Requirement >>
The line containing "of the crumbled" marks the start; return it and every line after it in the listing below, exactly, through the last.

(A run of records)
★ ★ ★ ★

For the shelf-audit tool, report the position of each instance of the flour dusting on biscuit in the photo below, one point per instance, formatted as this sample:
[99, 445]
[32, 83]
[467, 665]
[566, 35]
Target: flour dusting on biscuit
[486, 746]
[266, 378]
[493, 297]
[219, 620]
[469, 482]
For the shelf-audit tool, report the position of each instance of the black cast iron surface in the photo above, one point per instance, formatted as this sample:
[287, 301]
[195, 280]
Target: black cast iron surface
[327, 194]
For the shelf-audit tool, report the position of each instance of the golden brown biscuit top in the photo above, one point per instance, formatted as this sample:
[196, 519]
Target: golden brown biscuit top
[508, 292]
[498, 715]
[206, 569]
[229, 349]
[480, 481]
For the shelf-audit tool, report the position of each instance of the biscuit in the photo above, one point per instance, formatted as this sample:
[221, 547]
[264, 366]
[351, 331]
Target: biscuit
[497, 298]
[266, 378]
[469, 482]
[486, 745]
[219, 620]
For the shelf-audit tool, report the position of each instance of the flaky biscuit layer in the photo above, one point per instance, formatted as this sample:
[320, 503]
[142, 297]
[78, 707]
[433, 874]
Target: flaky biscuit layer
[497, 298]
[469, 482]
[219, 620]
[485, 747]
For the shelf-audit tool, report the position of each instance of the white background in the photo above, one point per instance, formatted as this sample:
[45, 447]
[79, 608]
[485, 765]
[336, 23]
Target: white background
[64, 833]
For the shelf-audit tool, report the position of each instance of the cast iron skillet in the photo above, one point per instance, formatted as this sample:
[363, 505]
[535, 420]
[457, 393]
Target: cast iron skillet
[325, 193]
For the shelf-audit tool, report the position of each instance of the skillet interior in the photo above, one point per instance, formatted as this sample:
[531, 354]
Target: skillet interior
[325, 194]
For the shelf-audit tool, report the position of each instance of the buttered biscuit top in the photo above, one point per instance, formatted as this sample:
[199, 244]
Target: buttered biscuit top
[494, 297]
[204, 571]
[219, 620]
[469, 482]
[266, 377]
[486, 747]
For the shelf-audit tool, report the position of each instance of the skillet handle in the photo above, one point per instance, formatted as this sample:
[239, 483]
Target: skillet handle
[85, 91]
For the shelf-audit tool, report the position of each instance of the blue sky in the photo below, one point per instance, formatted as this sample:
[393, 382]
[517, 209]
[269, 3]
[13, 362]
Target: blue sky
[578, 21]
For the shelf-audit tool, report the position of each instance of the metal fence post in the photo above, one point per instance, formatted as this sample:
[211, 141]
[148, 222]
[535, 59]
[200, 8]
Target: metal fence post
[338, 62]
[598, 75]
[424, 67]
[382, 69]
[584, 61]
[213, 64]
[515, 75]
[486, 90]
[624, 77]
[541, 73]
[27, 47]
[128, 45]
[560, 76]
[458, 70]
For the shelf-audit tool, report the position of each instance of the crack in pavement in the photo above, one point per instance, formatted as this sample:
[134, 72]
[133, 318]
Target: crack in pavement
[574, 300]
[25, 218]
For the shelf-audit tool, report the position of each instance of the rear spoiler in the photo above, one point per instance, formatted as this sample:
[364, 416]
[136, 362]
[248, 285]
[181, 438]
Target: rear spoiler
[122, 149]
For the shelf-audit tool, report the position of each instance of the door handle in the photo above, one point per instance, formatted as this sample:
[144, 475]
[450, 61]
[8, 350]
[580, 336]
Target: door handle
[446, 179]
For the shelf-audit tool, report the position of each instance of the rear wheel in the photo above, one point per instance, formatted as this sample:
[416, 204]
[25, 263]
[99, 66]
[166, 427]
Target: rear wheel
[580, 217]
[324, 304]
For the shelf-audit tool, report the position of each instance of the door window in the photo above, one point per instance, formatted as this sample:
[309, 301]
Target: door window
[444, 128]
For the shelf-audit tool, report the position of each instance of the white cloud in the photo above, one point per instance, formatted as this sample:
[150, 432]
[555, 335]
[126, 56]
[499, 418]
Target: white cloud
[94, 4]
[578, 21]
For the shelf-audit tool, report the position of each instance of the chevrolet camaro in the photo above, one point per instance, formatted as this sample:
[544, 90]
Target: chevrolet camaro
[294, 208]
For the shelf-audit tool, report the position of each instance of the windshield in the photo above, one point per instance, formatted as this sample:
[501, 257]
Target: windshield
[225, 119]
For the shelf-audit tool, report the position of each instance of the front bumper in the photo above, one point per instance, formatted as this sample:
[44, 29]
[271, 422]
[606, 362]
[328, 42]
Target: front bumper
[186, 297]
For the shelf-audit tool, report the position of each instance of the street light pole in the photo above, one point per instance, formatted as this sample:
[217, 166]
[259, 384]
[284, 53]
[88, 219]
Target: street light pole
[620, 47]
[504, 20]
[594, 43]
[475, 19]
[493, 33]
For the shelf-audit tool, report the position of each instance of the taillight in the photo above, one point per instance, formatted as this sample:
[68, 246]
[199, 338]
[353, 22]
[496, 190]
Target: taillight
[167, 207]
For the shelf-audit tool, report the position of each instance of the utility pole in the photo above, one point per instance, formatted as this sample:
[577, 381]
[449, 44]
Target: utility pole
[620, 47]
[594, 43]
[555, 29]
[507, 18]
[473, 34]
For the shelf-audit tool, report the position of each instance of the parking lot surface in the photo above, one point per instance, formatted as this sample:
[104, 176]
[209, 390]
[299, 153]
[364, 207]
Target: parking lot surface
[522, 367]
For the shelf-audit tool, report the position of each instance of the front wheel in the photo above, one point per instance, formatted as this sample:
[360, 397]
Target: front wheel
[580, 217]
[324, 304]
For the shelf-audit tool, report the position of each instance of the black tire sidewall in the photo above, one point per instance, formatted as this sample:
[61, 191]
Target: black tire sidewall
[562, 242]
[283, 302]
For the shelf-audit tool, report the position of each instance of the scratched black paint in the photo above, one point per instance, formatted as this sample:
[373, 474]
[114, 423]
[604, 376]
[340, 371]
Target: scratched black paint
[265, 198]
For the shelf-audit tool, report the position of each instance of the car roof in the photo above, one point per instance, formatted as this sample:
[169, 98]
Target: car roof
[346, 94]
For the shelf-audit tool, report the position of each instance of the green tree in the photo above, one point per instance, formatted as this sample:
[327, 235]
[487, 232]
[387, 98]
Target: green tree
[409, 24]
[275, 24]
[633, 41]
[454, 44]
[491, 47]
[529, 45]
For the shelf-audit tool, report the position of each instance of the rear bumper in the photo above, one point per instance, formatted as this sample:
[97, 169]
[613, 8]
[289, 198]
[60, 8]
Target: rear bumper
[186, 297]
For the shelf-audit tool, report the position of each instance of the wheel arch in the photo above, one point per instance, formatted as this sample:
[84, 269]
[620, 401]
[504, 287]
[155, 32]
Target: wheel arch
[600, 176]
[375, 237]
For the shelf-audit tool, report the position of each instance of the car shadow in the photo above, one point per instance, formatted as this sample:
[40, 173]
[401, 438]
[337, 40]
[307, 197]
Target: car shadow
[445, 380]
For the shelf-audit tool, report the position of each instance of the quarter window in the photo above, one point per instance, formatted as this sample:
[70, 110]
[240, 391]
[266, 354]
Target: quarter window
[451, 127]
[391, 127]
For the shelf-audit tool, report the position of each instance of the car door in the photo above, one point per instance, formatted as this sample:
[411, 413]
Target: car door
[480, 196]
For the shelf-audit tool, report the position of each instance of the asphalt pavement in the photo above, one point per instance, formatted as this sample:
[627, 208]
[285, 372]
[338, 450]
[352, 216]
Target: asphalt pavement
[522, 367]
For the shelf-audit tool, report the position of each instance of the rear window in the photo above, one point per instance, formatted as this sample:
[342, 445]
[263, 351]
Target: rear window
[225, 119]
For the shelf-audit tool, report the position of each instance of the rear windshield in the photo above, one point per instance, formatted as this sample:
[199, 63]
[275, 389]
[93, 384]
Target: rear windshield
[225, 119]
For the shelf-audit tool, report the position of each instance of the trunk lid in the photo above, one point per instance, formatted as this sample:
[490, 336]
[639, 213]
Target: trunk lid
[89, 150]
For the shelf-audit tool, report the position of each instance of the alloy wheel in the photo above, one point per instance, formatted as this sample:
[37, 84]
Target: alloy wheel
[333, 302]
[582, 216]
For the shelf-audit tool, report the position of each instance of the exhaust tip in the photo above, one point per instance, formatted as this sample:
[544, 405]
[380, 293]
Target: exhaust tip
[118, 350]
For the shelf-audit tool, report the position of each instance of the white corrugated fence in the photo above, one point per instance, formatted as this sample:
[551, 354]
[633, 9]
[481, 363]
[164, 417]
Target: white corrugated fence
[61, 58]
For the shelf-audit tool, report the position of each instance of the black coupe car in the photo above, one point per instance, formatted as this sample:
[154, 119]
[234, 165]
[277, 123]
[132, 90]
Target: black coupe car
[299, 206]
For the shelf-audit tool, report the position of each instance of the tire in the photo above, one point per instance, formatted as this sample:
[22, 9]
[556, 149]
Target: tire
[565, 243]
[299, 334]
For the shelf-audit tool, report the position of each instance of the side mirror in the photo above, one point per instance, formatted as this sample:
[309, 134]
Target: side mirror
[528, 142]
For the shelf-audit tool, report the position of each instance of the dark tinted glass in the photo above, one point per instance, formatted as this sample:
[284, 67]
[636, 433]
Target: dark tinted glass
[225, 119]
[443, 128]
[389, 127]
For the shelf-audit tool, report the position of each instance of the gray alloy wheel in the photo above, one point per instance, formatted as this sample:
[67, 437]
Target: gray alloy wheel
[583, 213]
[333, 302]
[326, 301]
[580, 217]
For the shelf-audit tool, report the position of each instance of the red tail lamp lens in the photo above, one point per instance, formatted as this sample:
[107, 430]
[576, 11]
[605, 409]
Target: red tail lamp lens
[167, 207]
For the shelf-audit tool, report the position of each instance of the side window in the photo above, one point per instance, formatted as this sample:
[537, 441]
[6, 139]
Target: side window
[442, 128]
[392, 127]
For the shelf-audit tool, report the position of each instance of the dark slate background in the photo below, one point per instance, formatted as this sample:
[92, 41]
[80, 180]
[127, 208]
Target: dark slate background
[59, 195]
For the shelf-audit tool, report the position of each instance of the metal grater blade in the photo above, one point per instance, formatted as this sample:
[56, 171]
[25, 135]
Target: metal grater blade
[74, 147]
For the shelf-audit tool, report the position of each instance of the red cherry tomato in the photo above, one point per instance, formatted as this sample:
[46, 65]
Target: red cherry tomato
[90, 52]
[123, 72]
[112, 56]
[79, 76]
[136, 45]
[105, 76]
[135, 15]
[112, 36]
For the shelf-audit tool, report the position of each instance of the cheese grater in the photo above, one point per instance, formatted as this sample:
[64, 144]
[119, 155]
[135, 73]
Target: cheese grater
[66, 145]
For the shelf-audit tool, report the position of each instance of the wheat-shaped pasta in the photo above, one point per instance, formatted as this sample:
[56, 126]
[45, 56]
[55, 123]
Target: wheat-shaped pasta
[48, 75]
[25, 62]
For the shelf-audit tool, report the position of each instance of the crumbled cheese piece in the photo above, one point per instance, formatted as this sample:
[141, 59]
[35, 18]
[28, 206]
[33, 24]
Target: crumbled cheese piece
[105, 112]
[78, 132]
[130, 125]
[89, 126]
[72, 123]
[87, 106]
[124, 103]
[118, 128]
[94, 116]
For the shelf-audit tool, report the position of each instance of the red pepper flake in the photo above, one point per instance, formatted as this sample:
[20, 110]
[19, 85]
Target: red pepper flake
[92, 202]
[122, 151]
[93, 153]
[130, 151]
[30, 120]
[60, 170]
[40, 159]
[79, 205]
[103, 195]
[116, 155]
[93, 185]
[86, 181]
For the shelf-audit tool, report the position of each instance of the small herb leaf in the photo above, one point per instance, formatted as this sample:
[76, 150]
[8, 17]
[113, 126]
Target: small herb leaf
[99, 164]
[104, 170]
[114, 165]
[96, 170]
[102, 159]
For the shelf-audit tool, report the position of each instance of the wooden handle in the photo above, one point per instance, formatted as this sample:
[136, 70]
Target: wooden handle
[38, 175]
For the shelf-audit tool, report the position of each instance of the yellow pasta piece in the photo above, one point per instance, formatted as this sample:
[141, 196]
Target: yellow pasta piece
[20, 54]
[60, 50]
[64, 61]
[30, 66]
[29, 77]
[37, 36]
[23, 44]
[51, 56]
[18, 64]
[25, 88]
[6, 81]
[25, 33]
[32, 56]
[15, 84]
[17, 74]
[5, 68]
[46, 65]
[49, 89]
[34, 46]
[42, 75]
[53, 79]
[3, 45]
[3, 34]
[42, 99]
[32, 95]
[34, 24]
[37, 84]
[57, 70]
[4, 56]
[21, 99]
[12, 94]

★ ★ ★ ★

Task solution >>
For the shelf-audit tool, report the position of each instance of the crumbled cheese piece in the photo above, one point per instance, formatted as this sample:
[141, 59]
[35, 18]
[28, 206]
[33, 24]
Target: crumbled cheese piece
[105, 112]
[78, 132]
[130, 125]
[89, 126]
[72, 123]
[87, 106]
[124, 103]
[118, 128]
[94, 116]
For the shelf-audit tool, report the position of each instance of the red pepper flake in the photo above, one point per instance, formatted as this sample:
[20, 110]
[19, 85]
Target: red pepper flake
[92, 202]
[122, 151]
[93, 153]
[130, 151]
[30, 120]
[60, 170]
[40, 159]
[79, 205]
[103, 195]
[116, 155]
[93, 185]
[86, 181]
For the shelf-audit tool, report the position of each instance of the small herb leaf in the photo above, one point per instance, formatted as this sample:
[76, 150]
[8, 17]
[113, 126]
Target: small herb leaf
[99, 164]
[104, 170]
[114, 165]
[96, 170]
[102, 159]
For the shelf-audit tool, report the position of each instance of the wooden handle in the photo above, one point per instance, formatted as this sample:
[136, 70]
Target: wooden handle
[38, 175]
For the shelf-audit tool, report the position of each instance of the yellow pasta piece in the photo above, one point per instance, formatted as this sample:
[141, 196]
Target: yellow pasta piece
[20, 54]
[60, 50]
[64, 61]
[30, 66]
[29, 77]
[37, 36]
[23, 44]
[51, 56]
[18, 64]
[25, 88]
[6, 81]
[25, 33]
[32, 56]
[15, 84]
[17, 74]
[5, 68]
[46, 65]
[49, 89]
[34, 46]
[42, 75]
[53, 79]
[3, 45]
[3, 34]
[42, 99]
[32, 95]
[34, 24]
[37, 84]
[57, 70]
[4, 56]
[21, 99]
[12, 94]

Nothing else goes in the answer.